=== Activity A ===
Answer these questions using the Maya Law interview, each on its own line:
(i) What is the title of Maya Law's latest EP?
(ii) What is the name of Maya's brother?
(iii) Which artist does Maya say she has found quite inspiring?
=== Activity B ===
Return the passage of the Maya Law interview between "THE INDIEPENDENT: Before" and "and Aretha Franklin.", inclusive.
=== Activity C ===
Write the next part of the Maya Law interview, picking up after its last line.

=== Source text ===

Interview: Maya Law

Norwich singer songwriter Maya Law has the Midas touch, spinning past experiences into musical gold. Tender and honest, her latest EP Hitchhiking delves into heartbreak, inviting the audience along Maya’s road to healing. 

We caught up with her to gain insight into her world, exploring the inspirations behind the record, collaborations and all important advice for her fellow musicians…

THE INDIEPENDENT: Before we delve into the record, could you give us some insight into what first drew you towards music? 

MAYA: I grew up in quite a musical family, we always had music playing in the house and my brother, Leo Law, is also an artist so I’m kind of following in his footsteps. One of my earliest memories is sitting in the back of the car, on a really long car journey and listening to Ray Charles and Aretha Franklin.

I’m not sure I ever planned a career in music, I was quite a nervous person on stage for a really long time so it was hard to think about it as a career but I just sort of fell into it… And then songwriting started to become a habit and a form of therapy so it felt like a natural process to follow music. I definitely do it for myself as opposed to making music for other people which, I think, is the best way to do it. 

THE INDIEPENDENT: Which musical genres do you feel most drawn to?

MAYA: Honestly, it changes quite a lot but I am quite drawn to noughties R’n’B and neo-soul. I’ve found Jorja Smith quite inspiring, this surge of neo-soul has become like a whole genre that is being created by predominantly women. I’ve found that really cool to watch and I was like ‘oh, maybe I want to be a part of that’. I mainly write with an acoustic guitar and I wanted to find the hybrid between the folk singer songwriter thing but paired with a vocal that was a bit closer to soul and R’n’B. I’m still trying to figure out which box I’m in, although I kind of like not necessarily being in one of them. 

THE INDIEPENDENT: Who have you been listening to through lockdown?

=== Data provided ===
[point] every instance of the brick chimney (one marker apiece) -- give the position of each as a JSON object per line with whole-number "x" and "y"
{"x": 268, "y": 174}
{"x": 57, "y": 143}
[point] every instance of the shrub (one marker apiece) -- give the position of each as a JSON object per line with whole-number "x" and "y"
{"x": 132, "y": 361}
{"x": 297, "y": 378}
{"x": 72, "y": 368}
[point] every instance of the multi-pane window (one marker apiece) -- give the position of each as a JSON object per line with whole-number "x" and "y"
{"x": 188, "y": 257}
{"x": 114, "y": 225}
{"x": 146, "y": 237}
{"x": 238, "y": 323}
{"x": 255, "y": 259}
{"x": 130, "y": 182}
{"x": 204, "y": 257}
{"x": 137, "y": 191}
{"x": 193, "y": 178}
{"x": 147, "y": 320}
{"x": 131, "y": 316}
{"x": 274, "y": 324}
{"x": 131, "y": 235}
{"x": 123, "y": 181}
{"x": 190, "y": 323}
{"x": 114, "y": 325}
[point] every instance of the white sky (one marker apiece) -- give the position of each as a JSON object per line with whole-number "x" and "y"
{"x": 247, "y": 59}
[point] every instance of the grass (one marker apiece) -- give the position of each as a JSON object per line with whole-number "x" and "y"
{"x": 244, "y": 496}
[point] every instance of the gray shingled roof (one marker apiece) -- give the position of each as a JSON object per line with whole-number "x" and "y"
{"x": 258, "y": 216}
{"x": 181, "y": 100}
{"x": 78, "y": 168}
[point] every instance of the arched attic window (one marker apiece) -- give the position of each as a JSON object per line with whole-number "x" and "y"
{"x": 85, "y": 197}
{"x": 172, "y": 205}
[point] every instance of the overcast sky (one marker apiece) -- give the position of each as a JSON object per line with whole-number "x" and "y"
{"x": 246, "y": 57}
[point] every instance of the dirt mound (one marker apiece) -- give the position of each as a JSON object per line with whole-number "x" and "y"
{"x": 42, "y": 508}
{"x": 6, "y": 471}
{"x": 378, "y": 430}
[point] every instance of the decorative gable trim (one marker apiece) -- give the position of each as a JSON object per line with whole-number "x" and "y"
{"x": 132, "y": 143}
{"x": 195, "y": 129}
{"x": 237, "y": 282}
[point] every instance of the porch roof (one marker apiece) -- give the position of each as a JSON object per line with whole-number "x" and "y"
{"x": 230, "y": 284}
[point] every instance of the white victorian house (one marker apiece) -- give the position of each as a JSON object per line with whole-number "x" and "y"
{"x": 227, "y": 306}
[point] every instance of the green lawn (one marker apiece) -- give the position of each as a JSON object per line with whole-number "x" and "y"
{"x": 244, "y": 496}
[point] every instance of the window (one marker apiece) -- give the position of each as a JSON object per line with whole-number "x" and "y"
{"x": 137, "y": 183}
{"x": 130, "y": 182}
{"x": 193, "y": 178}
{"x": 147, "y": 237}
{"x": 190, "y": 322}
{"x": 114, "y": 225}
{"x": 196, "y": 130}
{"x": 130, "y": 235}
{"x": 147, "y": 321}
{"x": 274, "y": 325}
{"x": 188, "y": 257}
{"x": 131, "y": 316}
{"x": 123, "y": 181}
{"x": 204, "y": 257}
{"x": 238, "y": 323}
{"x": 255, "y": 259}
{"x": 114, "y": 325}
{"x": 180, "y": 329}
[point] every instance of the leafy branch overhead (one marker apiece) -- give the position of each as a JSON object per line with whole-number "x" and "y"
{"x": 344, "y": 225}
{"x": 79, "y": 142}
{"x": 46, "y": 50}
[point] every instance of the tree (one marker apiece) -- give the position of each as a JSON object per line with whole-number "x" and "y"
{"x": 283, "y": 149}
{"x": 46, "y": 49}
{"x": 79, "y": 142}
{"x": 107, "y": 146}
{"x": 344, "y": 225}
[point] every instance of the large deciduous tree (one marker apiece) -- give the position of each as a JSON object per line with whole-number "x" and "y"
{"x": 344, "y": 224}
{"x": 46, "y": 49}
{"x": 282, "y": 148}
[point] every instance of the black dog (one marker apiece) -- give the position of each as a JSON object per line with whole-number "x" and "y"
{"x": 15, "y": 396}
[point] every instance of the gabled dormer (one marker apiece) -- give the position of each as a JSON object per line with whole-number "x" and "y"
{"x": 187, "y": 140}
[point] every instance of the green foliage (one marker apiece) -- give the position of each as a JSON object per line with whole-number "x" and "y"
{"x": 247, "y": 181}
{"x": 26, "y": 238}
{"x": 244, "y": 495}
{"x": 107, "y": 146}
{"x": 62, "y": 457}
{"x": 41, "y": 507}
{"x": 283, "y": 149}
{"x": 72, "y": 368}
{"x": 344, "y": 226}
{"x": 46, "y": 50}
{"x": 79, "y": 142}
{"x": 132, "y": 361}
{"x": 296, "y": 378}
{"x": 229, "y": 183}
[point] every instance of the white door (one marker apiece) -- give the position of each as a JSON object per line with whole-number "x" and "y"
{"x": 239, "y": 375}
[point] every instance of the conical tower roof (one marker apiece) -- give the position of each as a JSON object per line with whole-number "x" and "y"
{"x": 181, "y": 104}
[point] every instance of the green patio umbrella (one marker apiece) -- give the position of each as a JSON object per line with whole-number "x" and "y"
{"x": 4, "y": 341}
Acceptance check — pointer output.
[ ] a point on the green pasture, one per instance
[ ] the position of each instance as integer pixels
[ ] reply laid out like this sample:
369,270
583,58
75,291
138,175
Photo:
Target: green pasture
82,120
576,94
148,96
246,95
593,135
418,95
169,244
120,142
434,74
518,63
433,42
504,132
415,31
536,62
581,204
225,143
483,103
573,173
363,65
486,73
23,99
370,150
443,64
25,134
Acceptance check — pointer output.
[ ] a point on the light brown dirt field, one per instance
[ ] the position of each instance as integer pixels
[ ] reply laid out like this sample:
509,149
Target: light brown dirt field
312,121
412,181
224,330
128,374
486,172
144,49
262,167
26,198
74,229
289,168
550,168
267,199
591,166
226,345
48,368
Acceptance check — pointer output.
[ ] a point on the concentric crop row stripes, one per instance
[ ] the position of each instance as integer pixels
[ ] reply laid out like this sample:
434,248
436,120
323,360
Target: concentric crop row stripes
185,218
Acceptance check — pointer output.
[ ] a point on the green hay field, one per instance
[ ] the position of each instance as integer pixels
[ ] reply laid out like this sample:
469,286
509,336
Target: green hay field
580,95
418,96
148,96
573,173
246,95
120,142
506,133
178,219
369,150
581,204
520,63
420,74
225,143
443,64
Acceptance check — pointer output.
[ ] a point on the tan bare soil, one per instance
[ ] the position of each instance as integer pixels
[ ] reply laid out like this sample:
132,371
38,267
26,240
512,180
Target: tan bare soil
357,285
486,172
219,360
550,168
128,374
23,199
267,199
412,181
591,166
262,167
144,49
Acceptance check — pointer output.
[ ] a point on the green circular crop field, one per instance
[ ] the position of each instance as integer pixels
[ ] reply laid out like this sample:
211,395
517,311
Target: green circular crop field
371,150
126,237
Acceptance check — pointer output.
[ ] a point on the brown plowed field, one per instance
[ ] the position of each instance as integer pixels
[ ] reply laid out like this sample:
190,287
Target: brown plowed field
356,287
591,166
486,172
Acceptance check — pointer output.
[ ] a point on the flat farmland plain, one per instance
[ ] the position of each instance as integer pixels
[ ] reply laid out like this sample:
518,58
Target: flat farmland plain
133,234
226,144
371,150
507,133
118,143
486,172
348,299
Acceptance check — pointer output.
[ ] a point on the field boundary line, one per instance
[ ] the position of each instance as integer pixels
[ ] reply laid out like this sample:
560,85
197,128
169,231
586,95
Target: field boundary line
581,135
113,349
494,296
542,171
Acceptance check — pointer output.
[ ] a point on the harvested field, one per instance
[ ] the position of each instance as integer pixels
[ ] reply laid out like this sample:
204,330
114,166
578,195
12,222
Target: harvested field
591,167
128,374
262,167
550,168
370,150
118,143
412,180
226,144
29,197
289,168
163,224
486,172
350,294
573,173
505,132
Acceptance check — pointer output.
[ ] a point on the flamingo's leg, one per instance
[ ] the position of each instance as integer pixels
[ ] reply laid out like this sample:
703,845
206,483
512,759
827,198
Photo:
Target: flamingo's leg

=== Written response A ===
(i) Hitchhiking
(ii) Leo Law
(iii) Jorja Smith

=== Written response B ===
THE INDIEPENDENT: Before we delve into the record, could you give us some insight into what first drew you towards music? 

MAYA: I grew up in quite a musical family, we always had music playing in the house and my brother, Leo Law, is also an artist so I’m kind of following in his footsteps. One of my earliest memories is sitting in the back of the car, on a really long car journey and listening to Ray Charles and Aretha Franklin.

=== Written response C ===
MAYA: Jazmine Sullivan! I love her older songs such as ‘Mascara’ but she’s also recently released this collaborative album, Heaux Tales, that features spoken word sections that explain the story behind the tune. I think she’s setting the standard of what women can now speak about, talking about things like sex and being in control of our bodies. There is a huge sensitivity that comes with female writing. She’s a huge inspiration for honesty and openness, and you know being able to say I’m in the wrong sometimes, I let myself down sometimes and that’s okay. She’s my Artist of the Year for sure. 

THE INDIEPENDENT: Hitchhiking is the first body of work you’ve released in a while, can you take us through the recording process?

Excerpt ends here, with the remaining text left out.